TEXT PASSAGE ▸
^^^^^^^^^^^^^^^^
Dear parents of middle school students,

This beautiful spring weather with these wonderfully warm days are reminders of many things, such as picnics in the woods, trips to the beach, or bike rides through the park. For our middle school students these warm days bring another reminder: the need for personal hygiene. I recognize that this is not at all poetic, but it is nonetheless important. Please talk with your child to remind him or her that it is our responsibility to be clean and follow these recommendations as a benefit to your child, as well as the classroom.

The most basic of all hygiene rituals is the shower or bath. Your son or daughter should shower every day and always after any rigorous sports practice or outdoor play. Please make sure that your child has washcloths and soap available, and ask your child to use them. Please also make sure that your child has any special face or body washes specific for her or his skin type.

Body odor becomes evident when puberty hits. Help your child understand the difference between deodorant, which controls bacteria while often adding fragrance, and antiperspirant, which is supposed to stop or limit sweating. It is important to let your child know that individuals often cannot smell their own body odor and therefore may have a real need to use deodorant, even if they can’t smell themselves. Please help your child pick out an appropriate and healthy deodorant.

Many middle school kids find that their hair is now getting oilier, so encourage a thorough shampooing every day or two. Keeping hair clean and out of his or her face will also lessen breakouts caused by oil and greasy hair products.
^^^^^^^^^^^^^^^^
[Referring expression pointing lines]

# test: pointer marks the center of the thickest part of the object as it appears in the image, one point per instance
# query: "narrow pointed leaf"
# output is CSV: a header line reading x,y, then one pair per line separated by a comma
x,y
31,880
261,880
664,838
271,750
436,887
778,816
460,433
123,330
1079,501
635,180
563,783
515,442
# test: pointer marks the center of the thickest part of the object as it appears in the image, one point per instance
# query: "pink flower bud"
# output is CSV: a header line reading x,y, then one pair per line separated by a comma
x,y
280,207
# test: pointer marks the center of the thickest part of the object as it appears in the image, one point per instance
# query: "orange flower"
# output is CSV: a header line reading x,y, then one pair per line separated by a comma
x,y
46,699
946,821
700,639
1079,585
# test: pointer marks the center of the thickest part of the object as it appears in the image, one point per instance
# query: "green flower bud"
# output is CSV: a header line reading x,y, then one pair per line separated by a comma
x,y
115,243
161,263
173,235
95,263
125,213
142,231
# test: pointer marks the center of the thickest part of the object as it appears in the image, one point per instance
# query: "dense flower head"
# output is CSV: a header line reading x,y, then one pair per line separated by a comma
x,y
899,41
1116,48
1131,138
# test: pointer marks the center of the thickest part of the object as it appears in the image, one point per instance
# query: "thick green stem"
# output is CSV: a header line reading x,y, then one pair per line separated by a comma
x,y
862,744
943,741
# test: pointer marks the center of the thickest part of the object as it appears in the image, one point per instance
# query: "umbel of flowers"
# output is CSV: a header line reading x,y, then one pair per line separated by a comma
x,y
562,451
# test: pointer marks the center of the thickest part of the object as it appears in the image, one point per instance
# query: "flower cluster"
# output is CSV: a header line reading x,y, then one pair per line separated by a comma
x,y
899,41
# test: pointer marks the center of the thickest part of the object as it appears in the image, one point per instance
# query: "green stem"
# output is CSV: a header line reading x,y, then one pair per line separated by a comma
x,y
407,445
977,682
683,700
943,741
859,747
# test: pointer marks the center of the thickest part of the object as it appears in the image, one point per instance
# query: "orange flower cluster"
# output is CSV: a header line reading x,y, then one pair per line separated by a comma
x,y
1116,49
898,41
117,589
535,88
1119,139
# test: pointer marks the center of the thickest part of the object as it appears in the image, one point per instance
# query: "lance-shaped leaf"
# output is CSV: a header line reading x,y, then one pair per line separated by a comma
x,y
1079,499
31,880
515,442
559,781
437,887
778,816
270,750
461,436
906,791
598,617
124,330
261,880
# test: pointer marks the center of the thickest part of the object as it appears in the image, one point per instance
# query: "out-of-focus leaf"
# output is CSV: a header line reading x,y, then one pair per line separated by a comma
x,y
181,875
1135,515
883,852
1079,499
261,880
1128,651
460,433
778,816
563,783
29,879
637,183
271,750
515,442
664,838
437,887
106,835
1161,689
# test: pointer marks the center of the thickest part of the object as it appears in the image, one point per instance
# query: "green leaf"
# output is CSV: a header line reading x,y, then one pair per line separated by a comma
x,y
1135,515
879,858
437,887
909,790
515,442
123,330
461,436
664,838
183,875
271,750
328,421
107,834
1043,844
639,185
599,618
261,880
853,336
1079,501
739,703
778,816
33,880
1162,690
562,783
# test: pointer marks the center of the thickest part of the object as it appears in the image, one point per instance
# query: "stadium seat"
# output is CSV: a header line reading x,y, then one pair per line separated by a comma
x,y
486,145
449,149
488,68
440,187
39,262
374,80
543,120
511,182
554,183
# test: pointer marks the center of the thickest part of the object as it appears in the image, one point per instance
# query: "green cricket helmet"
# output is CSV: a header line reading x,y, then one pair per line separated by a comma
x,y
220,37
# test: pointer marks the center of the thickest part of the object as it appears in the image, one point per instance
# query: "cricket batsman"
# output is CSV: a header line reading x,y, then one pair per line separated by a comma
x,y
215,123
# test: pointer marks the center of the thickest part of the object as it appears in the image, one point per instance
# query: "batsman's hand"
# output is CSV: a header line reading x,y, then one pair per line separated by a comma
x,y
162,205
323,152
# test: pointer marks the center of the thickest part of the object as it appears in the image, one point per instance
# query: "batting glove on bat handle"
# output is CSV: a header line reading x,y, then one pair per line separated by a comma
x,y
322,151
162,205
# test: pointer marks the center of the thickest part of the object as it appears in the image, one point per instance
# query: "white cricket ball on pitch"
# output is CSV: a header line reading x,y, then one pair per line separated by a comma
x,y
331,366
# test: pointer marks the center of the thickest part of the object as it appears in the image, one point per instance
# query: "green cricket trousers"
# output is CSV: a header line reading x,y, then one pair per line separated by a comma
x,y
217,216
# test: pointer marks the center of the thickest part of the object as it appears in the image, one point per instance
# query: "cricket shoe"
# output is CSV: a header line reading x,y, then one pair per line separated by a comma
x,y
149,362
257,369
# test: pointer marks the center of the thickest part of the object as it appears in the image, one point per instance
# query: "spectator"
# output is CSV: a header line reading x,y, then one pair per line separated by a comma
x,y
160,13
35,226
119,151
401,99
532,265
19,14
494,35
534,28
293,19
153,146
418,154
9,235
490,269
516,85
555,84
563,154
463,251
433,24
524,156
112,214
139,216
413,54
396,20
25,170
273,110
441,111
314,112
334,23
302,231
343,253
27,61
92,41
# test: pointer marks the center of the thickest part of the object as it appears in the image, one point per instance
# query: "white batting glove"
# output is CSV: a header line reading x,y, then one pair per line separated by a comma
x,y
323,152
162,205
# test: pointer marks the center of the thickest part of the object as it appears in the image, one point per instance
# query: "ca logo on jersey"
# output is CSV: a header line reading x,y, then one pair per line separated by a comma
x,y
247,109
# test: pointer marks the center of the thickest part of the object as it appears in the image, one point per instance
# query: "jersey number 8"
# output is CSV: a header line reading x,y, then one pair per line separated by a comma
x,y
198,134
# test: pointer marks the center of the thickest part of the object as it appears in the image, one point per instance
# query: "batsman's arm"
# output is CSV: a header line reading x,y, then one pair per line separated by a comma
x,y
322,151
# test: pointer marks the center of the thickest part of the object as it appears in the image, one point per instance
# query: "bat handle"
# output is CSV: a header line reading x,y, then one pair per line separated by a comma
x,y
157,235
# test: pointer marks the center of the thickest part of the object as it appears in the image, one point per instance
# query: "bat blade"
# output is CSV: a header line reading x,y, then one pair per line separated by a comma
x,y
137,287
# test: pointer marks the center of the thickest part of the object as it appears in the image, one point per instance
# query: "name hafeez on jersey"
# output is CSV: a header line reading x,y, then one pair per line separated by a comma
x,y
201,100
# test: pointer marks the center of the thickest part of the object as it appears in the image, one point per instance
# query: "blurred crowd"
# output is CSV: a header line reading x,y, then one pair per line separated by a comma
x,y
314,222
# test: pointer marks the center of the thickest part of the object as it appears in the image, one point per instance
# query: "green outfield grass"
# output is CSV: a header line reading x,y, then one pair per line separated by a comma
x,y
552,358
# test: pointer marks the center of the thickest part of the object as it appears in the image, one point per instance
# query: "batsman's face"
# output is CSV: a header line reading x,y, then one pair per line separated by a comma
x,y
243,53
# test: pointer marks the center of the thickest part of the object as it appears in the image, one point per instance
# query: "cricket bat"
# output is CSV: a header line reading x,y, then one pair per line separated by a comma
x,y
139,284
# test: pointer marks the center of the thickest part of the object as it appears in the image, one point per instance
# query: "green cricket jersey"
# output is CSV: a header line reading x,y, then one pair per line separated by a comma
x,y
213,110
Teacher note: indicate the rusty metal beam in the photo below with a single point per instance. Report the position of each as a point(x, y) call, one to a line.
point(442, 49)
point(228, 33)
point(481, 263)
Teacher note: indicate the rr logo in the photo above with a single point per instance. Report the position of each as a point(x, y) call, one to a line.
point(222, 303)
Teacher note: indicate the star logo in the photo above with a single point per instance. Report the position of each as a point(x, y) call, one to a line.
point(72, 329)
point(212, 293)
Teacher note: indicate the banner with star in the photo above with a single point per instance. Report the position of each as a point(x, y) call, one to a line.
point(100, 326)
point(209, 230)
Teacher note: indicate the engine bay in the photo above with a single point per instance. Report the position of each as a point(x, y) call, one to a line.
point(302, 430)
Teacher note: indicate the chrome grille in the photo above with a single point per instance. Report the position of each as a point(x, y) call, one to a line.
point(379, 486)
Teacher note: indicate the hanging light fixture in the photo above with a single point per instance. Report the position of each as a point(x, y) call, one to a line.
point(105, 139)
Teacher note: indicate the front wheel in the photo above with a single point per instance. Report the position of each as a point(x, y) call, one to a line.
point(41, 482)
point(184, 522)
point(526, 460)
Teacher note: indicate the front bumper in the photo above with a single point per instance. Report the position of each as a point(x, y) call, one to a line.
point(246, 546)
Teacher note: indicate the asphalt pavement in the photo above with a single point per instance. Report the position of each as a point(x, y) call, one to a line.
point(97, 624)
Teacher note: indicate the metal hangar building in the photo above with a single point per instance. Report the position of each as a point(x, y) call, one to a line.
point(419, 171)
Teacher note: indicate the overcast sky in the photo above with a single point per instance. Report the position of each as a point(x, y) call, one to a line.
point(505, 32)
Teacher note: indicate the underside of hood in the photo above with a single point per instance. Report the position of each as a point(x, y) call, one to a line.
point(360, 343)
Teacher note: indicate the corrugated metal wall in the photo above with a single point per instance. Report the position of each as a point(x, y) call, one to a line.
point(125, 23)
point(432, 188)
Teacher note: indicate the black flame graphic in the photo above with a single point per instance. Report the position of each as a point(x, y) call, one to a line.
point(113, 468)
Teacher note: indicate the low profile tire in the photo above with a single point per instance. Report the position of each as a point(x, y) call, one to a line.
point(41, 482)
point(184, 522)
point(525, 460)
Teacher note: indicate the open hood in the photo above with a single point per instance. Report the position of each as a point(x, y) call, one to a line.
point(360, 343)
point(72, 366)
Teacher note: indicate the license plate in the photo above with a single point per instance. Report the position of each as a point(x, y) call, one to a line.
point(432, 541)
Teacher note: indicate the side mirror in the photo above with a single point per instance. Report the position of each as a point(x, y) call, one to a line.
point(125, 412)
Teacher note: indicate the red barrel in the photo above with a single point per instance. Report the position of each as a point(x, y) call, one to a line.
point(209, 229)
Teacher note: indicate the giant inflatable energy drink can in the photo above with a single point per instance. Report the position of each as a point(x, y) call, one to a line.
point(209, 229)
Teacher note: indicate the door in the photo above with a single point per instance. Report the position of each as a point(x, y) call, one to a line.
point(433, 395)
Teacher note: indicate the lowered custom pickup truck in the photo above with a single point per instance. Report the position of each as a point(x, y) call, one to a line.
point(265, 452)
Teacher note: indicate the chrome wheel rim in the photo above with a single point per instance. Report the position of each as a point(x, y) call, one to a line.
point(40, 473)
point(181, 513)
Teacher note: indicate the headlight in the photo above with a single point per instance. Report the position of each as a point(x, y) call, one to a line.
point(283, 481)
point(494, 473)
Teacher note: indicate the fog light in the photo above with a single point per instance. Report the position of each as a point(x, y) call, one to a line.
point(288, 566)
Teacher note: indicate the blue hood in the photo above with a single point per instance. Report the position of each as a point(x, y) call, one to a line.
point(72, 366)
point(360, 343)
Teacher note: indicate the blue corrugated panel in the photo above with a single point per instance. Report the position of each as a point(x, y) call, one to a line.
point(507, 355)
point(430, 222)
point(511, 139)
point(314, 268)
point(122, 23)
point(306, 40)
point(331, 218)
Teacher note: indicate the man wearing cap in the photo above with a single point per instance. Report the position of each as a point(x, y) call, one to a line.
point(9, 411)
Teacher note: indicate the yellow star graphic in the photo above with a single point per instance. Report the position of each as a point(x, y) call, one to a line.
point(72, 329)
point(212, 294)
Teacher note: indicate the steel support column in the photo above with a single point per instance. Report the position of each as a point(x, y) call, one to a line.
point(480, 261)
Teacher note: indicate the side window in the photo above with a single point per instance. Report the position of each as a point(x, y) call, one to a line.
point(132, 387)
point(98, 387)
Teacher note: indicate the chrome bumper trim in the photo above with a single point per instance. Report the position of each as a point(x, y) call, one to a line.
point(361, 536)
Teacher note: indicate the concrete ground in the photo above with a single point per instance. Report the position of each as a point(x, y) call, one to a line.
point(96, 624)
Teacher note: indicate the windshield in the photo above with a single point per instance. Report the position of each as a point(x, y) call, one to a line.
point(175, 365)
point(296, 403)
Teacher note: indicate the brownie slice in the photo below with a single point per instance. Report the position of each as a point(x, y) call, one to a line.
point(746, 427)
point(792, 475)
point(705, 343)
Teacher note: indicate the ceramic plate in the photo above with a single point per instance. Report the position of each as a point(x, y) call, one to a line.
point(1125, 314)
^^^^^^^^^^^^^^^^
CHECK YOUR UNDERSTANDING ▸
A - Answer the following questions using the letter on student hygiene:
(i) What is antiperspirant supposed to do?
(ii) How often should a child shower?
(iii) How often is a thorough shampooing encouraged?
B - Write a continuation of the letter on student hygiene, beginning after its final sentence.

ANSWER SET ▸
A -
(i) Antiperspirant is supposed to stop or limit sweating.
(ii) A child should shower every day and always after any rigorous sports practice or outdoor play.
(iii) A thorough shampooing is encouraged every day or two.

B -
Brushing teeth is important so make sure that your child makes time to do it. It may bother you and me to think about the fuzzy feeling of dirty teeth, but some kids just hate to brush their teeth! Please be persistent with them and talk about gingivitis, cavities, and bad breath. Again, we don’t usually recognize this in ourselves.

Remind your child that wearing clean clothes is important. Dirty clothes can be unhealthy and odorous (again, without our knowledge) because people often can’t recognize their own smell. Clean socks and underwear are especially important!

Our teachers will be talking to their classes. However we have found in the past the most effective teachers of good hygiene are parents. Please be diligent and help your child understand and use good hygiene practices. Help them look, feel, and smell as beautiful as they are!

With thanks,

Pete Lavaroni

Mr. Lavaroni is the principal at Kittredge School, a private K-8 school in San Francisco, CA.